Description of the task:
Copy out the listing below verbatim, from the line containing "We need bounding boxes for stone bell" through the line containing "[0,606,552,726]", keeping both of those lines and nothing else.

________________________

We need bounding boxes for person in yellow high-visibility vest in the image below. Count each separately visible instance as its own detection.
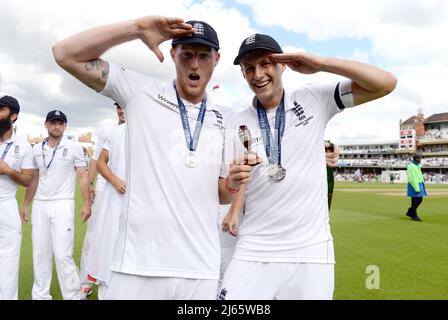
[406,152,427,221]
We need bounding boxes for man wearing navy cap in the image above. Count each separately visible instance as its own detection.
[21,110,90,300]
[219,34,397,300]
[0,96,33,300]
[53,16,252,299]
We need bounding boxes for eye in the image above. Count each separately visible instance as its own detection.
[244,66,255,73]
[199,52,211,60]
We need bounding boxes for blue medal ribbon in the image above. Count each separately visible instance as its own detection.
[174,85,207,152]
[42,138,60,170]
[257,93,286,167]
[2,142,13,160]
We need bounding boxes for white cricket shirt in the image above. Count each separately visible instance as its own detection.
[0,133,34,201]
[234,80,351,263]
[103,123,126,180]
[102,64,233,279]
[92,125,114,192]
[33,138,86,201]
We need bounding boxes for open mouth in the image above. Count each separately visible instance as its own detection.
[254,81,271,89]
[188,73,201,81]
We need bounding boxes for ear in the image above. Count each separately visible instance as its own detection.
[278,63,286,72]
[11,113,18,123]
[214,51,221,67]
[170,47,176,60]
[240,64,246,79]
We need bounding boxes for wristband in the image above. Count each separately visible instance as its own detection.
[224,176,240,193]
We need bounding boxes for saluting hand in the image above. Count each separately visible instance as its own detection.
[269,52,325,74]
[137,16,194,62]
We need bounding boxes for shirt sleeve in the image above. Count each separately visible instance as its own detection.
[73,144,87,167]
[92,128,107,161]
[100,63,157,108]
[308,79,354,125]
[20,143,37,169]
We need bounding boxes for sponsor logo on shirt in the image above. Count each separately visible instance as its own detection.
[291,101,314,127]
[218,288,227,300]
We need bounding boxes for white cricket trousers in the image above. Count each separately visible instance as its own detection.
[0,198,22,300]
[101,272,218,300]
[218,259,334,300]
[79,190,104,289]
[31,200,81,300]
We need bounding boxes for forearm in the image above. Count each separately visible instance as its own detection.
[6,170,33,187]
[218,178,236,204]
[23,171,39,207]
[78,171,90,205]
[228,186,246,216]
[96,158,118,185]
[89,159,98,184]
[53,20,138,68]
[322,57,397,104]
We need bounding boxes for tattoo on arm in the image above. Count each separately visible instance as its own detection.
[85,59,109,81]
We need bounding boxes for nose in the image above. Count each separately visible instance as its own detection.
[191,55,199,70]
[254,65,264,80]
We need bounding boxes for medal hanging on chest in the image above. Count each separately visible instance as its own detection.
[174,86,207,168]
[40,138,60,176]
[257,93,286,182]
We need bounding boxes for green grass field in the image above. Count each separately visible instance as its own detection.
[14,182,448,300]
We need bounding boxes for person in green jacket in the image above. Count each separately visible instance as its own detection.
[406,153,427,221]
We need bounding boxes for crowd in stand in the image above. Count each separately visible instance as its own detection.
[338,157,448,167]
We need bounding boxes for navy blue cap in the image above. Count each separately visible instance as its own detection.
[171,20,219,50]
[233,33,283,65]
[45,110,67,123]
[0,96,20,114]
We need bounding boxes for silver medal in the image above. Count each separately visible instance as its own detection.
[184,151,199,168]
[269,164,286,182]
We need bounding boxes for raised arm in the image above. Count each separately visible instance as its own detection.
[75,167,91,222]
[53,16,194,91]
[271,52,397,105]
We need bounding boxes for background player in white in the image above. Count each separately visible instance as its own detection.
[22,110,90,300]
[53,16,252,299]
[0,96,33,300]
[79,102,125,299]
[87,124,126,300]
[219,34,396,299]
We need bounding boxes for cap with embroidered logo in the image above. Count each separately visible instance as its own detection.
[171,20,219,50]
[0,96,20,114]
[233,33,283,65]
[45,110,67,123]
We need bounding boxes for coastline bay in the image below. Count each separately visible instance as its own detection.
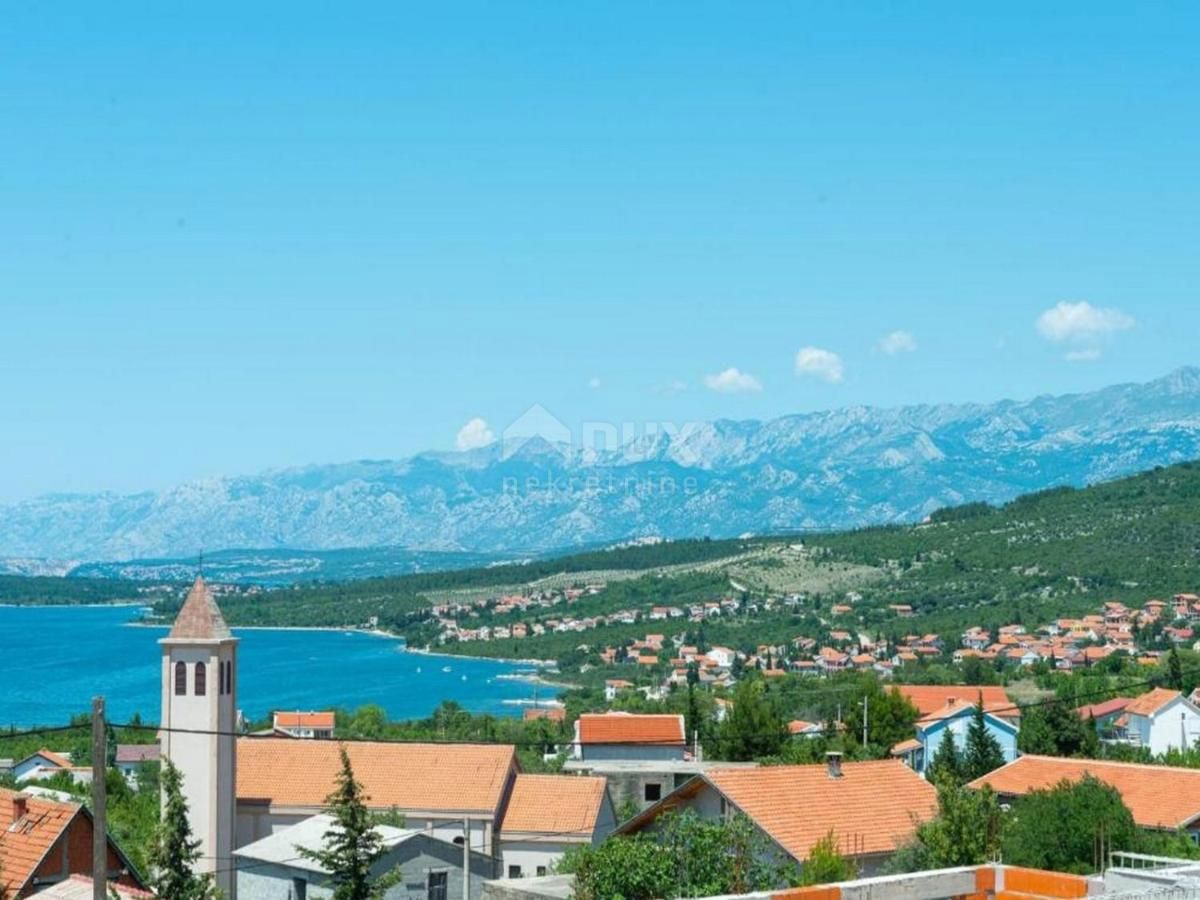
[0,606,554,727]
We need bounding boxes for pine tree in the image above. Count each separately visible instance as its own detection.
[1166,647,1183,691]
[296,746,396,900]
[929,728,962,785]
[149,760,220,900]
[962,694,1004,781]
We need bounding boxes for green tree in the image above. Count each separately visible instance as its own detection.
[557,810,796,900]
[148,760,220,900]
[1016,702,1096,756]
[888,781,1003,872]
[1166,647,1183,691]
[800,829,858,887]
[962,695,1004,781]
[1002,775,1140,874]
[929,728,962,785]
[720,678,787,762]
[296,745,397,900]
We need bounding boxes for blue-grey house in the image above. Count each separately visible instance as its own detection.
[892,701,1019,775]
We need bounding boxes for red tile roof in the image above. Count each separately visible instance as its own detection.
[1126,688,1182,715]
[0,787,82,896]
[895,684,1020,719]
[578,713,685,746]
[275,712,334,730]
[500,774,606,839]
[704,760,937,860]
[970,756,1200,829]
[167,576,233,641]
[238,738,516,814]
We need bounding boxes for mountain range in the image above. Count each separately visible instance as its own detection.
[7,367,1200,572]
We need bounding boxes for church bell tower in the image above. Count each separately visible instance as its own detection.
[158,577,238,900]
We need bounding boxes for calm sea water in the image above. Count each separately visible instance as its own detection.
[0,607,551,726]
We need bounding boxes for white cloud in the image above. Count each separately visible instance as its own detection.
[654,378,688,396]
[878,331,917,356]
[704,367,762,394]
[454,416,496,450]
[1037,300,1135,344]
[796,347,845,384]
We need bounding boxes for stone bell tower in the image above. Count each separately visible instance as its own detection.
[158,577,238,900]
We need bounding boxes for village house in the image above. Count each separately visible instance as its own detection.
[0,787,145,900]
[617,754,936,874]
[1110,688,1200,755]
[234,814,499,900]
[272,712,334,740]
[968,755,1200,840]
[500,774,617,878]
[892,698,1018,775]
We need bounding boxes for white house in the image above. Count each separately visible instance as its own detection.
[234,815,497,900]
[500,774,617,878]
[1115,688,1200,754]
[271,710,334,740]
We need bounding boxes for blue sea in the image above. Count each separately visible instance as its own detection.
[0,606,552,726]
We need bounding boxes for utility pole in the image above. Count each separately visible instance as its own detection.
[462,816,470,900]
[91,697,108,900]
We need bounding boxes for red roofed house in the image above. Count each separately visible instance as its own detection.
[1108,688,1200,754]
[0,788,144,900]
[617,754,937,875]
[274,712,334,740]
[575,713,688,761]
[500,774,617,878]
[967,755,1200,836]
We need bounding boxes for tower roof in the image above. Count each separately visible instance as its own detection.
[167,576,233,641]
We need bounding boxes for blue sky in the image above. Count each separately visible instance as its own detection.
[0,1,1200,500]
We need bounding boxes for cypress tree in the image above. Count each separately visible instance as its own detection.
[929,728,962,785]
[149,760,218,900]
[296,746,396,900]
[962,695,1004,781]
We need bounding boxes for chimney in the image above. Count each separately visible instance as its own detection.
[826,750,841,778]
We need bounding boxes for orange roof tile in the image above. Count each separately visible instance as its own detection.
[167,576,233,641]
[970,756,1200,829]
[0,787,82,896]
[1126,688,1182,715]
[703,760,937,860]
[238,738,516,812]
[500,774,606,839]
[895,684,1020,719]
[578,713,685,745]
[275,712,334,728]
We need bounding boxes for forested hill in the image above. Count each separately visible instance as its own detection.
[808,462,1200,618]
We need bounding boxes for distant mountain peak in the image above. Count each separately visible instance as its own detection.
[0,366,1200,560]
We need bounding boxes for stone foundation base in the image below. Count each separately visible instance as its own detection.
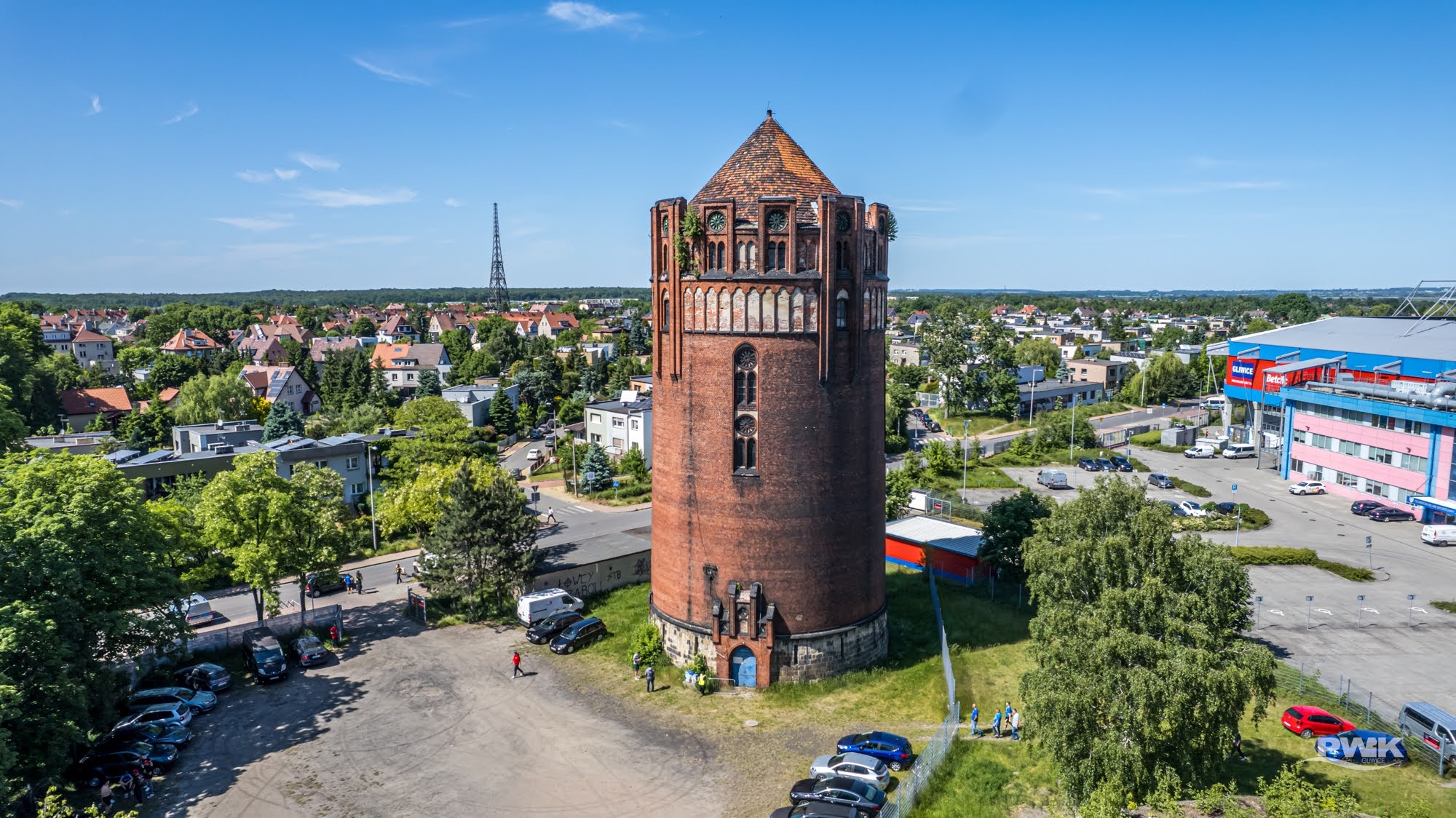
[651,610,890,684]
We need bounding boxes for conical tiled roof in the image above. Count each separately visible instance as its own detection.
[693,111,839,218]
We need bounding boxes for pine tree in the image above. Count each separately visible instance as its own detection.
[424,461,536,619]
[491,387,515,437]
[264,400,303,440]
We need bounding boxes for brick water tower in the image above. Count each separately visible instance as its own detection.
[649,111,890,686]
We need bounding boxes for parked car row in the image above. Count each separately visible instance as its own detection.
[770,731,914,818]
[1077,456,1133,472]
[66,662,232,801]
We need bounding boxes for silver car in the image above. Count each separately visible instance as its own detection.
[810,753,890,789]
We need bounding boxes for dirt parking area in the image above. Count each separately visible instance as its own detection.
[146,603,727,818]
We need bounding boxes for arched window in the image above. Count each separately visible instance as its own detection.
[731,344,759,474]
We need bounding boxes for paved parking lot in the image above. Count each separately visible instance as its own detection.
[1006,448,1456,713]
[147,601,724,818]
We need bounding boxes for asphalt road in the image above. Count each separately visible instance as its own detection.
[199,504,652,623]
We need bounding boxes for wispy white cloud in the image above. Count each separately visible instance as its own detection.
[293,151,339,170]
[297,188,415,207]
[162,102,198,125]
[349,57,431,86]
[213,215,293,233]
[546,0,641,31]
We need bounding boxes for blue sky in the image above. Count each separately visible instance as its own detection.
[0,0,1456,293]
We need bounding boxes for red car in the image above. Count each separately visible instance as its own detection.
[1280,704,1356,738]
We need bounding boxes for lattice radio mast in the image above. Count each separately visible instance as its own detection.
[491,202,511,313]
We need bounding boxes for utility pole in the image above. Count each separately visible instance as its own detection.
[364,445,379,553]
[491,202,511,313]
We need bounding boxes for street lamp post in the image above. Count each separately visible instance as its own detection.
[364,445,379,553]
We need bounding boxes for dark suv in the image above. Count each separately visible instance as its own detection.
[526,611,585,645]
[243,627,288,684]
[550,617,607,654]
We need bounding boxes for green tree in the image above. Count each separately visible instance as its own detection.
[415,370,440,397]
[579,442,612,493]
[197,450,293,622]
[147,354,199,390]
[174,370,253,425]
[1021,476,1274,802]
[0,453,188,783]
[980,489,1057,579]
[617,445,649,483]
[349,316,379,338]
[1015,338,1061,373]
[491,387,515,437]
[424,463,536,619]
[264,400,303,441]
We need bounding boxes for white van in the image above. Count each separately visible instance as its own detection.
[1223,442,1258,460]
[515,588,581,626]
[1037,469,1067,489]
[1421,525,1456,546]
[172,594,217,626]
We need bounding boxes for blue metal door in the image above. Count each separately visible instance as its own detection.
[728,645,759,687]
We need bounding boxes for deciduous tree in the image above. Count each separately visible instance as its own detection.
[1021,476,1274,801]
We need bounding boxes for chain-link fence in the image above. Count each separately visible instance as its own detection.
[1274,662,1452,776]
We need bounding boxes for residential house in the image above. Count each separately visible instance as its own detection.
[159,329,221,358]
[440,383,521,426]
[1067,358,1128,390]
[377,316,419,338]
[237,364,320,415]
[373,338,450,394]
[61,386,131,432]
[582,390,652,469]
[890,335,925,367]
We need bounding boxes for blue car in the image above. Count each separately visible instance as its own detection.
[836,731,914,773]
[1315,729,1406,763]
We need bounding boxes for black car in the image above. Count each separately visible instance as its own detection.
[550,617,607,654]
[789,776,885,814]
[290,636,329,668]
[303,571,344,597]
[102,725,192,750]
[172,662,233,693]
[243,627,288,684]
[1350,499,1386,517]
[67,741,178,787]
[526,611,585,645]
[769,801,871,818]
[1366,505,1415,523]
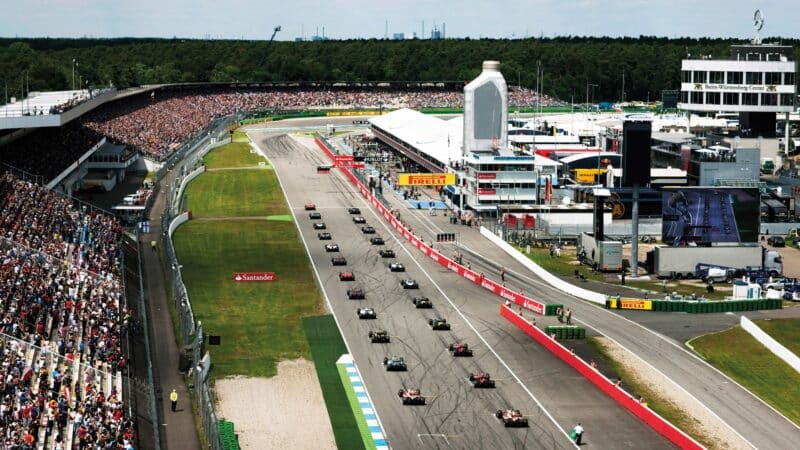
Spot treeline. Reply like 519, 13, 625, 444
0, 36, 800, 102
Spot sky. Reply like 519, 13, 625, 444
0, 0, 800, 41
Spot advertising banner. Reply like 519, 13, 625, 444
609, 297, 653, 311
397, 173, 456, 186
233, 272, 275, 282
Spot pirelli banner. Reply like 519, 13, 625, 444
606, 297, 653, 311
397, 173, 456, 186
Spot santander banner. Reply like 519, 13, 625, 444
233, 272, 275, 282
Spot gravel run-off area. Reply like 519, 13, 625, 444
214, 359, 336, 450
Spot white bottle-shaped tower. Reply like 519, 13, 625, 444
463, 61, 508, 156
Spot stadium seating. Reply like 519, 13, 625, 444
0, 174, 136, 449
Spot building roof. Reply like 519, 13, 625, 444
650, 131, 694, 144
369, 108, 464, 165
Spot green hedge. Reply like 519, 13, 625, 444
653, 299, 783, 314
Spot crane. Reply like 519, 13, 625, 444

________________________

Finished exercise:
We need bounding boxes for stone bell tower in the image above. Count each separately visible instance as its own detection.
[158,577,238,900]
We need bounding boxes for village house in the image above. Count each separately visible instance as its own detection.
[0,787,145,900]
[617,754,936,874]
[1110,688,1200,755]
[234,814,499,900]
[272,712,334,740]
[968,755,1200,840]
[500,774,617,878]
[892,698,1018,775]
We need bounding boxes for white house in the image above. Count each separately visible instance as its own detection.
[234,815,497,900]
[500,774,617,878]
[1115,688,1200,754]
[271,710,334,740]
We need bounding boxes for blue sea in the image above. Count each separately visible instance as its own detection.
[0,606,552,726]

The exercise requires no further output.